## What to work on
Copy out every record below line by line, keeping each character unchanged.

>> Start Dataset extract

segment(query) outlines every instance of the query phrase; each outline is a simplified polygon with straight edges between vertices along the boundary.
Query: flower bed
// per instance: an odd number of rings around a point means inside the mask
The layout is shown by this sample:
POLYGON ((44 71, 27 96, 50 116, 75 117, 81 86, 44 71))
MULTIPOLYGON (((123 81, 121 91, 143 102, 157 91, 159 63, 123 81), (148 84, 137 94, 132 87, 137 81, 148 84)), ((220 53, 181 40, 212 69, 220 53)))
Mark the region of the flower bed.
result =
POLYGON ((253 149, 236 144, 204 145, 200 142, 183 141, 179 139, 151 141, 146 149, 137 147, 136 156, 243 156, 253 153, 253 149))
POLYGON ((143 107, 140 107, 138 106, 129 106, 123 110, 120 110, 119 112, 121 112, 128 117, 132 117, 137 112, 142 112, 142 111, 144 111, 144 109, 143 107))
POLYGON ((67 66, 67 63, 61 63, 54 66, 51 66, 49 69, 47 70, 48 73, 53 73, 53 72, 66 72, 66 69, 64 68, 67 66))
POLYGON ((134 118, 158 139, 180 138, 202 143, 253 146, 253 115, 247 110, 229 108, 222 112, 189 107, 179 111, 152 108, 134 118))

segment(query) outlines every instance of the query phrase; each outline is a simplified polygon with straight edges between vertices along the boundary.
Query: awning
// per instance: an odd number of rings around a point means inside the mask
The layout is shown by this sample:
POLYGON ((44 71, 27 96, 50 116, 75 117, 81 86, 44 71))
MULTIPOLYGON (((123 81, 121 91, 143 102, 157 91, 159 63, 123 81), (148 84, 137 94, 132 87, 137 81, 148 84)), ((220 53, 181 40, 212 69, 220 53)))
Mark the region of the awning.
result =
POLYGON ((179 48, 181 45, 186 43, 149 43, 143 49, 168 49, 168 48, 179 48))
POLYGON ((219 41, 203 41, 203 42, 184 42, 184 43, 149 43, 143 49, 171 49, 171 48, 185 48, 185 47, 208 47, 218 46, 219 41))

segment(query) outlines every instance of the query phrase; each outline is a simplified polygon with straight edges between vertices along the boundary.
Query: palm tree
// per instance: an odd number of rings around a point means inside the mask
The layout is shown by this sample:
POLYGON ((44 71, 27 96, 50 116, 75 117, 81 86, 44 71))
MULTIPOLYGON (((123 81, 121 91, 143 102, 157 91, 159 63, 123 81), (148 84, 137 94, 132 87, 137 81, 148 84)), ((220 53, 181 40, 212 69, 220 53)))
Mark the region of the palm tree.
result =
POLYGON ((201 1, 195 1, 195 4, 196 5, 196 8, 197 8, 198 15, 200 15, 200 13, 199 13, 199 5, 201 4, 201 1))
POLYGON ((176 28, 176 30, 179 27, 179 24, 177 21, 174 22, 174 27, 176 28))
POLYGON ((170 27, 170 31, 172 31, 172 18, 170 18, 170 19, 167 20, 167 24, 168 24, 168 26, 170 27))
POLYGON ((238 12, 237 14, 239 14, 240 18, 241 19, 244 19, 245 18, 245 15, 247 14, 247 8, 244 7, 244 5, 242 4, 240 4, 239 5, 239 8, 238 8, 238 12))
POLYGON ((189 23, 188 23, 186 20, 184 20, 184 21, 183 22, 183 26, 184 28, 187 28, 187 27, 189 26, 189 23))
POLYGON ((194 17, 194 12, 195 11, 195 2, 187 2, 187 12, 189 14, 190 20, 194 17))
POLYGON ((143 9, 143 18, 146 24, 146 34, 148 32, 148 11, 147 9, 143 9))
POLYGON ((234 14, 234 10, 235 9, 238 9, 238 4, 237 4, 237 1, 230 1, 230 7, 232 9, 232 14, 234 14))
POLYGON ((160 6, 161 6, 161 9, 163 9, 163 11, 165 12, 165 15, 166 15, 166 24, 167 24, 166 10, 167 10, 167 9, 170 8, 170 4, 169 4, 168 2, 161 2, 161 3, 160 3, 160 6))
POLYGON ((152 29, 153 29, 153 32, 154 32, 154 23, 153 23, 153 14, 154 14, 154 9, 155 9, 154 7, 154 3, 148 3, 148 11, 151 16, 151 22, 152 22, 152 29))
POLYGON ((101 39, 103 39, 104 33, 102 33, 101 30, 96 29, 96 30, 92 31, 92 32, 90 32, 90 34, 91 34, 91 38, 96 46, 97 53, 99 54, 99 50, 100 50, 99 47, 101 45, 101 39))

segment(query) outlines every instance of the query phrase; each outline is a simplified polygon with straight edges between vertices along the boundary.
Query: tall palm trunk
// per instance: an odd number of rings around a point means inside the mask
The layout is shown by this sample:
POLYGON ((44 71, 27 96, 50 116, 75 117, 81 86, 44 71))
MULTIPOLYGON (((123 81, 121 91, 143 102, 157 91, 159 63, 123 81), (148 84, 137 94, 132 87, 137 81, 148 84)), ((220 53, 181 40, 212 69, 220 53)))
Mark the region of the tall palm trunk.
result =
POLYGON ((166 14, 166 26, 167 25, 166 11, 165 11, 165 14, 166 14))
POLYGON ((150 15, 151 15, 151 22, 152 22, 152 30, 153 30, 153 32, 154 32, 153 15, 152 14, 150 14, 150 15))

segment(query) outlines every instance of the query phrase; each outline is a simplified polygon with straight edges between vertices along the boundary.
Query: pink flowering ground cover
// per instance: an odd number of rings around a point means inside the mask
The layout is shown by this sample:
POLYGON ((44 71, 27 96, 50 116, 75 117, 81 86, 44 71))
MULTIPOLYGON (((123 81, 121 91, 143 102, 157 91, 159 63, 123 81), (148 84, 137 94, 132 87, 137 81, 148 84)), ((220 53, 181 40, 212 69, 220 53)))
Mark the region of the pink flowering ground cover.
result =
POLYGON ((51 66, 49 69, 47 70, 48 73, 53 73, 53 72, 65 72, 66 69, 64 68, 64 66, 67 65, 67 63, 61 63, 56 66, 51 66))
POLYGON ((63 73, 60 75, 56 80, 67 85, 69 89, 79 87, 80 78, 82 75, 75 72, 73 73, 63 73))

>> End Dataset extract

## Reply
segment(query) outlines every instance of the query phrase; each outline is a simplified polygon with straight edges between vertices along the boundary.
Query: flower bed
// per instance: an odd number of rings around a point means inside the mask
The layout is shown by this sample:
POLYGON ((44 71, 27 96, 50 116, 75 117, 81 86, 44 71))
MULTIPOLYGON (((123 81, 121 91, 143 102, 157 91, 159 63, 123 81), (148 84, 137 94, 132 87, 137 81, 148 84)), ((220 53, 181 40, 212 69, 220 53)))
Mark the region of the flower bed.
result =
POLYGON ((253 149, 236 144, 204 145, 200 142, 183 141, 179 139, 151 141, 146 149, 137 147, 136 156, 243 156, 253 153, 253 149))
POLYGON ((143 107, 140 107, 138 106, 129 106, 123 110, 120 110, 119 112, 121 112, 128 117, 132 117, 137 112, 142 112, 142 111, 144 111, 144 109, 143 107))
POLYGON ((67 66, 67 63, 61 63, 54 66, 51 66, 49 69, 47 70, 48 73, 53 73, 53 72, 66 72, 66 69, 64 68, 67 66))
POLYGON ((134 118, 158 139, 180 138, 202 143, 253 146, 253 115, 247 110, 229 108, 222 112, 189 107, 179 111, 152 108, 134 118))

segment(query) outlines every instance of the query phrase; each outline is a simplified polygon with straight edges between vertices along the boundary.
Query: awning
// per instance: an odd number of rings around a point means inside the mask
The layout is shown by this sample:
POLYGON ((44 71, 27 96, 50 116, 75 117, 81 86, 44 71))
MULTIPOLYGON (((123 81, 121 91, 143 102, 157 91, 159 63, 123 81), (148 84, 137 94, 132 87, 137 81, 148 84)), ((220 53, 181 40, 212 69, 220 53)))
Mark the region of the awning.
result =
POLYGON ((179 48, 181 45, 186 43, 149 43, 143 49, 168 49, 168 48, 179 48))
POLYGON ((219 41, 203 41, 203 42, 184 42, 184 43, 149 43, 143 49, 171 49, 171 48, 185 48, 185 47, 208 47, 218 46, 219 41))

segment(query) outlines every instance of the query phrase; each outline is a simplified polygon with straight edges between vertices along the boundary.
Query: palm tree
// per instance: an odd number of rings around a point means inside the mask
The layout is shown by this sample:
POLYGON ((44 71, 27 96, 50 116, 75 117, 81 86, 44 71))
MULTIPOLYGON (((123 81, 121 91, 143 102, 157 91, 159 63, 123 81), (148 84, 137 94, 132 87, 137 81, 148 84)), ((220 53, 181 40, 212 69, 220 53)))
Mark the region of the palm tree.
result =
POLYGON ((201 1, 195 1, 195 4, 196 5, 196 8, 197 8, 198 15, 200 15, 200 13, 199 13, 199 5, 201 4, 201 1))
POLYGON ((176 28, 176 30, 179 27, 179 24, 177 21, 174 22, 174 27, 176 28))
POLYGON ((170 27, 170 31, 172 31, 172 18, 170 18, 170 19, 167 20, 167 24, 168 24, 168 26, 170 27))
POLYGON ((238 12, 237 14, 239 14, 240 18, 241 19, 244 19, 245 18, 245 15, 247 14, 247 8, 244 7, 244 5, 242 4, 240 4, 239 5, 239 8, 238 8, 238 12))
POLYGON ((189 23, 188 23, 186 20, 184 20, 184 21, 183 22, 183 26, 184 28, 187 28, 187 27, 189 26, 189 23))
POLYGON ((194 17, 194 12, 195 11, 195 2, 187 2, 187 12, 189 14, 190 20, 194 17))
POLYGON ((143 9, 143 18, 146 24, 146 34, 148 32, 148 11, 147 9, 143 9))
POLYGON ((234 14, 234 10, 235 9, 238 9, 238 4, 237 4, 237 1, 230 1, 230 7, 232 9, 232 14, 234 14))
POLYGON ((160 6, 161 6, 161 9, 163 9, 163 11, 165 12, 165 15, 166 15, 166 24, 167 24, 166 10, 167 10, 167 9, 170 8, 170 4, 169 4, 168 2, 161 2, 161 3, 160 3, 160 6))
POLYGON ((152 29, 153 29, 153 32, 154 32, 154 23, 153 23, 153 14, 154 14, 154 9, 155 9, 154 7, 154 3, 148 3, 148 11, 151 16, 151 22, 152 22, 152 29))
POLYGON ((101 39, 103 39, 104 33, 102 33, 101 30, 96 29, 96 30, 92 31, 92 32, 90 32, 90 34, 91 34, 91 38, 96 46, 97 53, 99 54, 99 50, 100 50, 99 47, 101 45, 101 39))

segment(query) outlines every instance of the query phrase; each outline is a simplified polygon with straight edges between vertices along the boundary.
Query: tall palm trunk
// per instance: an odd number of rings around a point means inside the mask
The layout is shown by this sample:
POLYGON ((44 71, 27 96, 50 116, 75 117, 81 86, 44 71))
MULTIPOLYGON (((123 81, 121 91, 143 102, 157 91, 159 63, 123 81), (148 84, 137 94, 132 87, 137 81, 148 84)), ((220 53, 181 40, 212 69, 220 53)))
Mark the region of the tall palm trunk.
result =
POLYGON ((166 14, 166 26, 167 25, 166 11, 165 11, 165 14, 166 14))
POLYGON ((150 15, 151 15, 151 22, 152 22, 152 30, 153 30, 153 32, 154 32, 153 15, 152 14, 150 14, 150 15))

segment(query) outlines every instance of the query phrase; each outline is a simplified polygon with straight edges between vertices along the boundary.
Query: pink flowering ground cover
// per instance: an odd number of rings around a point means inside the mask
The layout is shown by this sample:
POLYGON ((44 71, 27 96, 50 116, 75 117, 81 86, 44 71))
MULTIPOLYGON (((123 81, 121 91, 143 102, 157 91, 159 63, 123 81), (148 84, 137 94, 132 87, 137 81, 148 84)), ((220 53, 181 40, 212 69, 220 53)))
Mark the region of the pink flowering ground cover.
result =
POLYGON ((51 66, 49 69, 47 70, 48 73, 53 73, 53 72, 65 72, 66 69, 64 68, 64 66, 67 65, 67 63, 61 63, 56 66, 51 66))
POLYGON ((63 73, 60 75, 56 80, 67 85, 69 89, 79 87, 80 78, 82 75, 75 72, 73 73, 63 73))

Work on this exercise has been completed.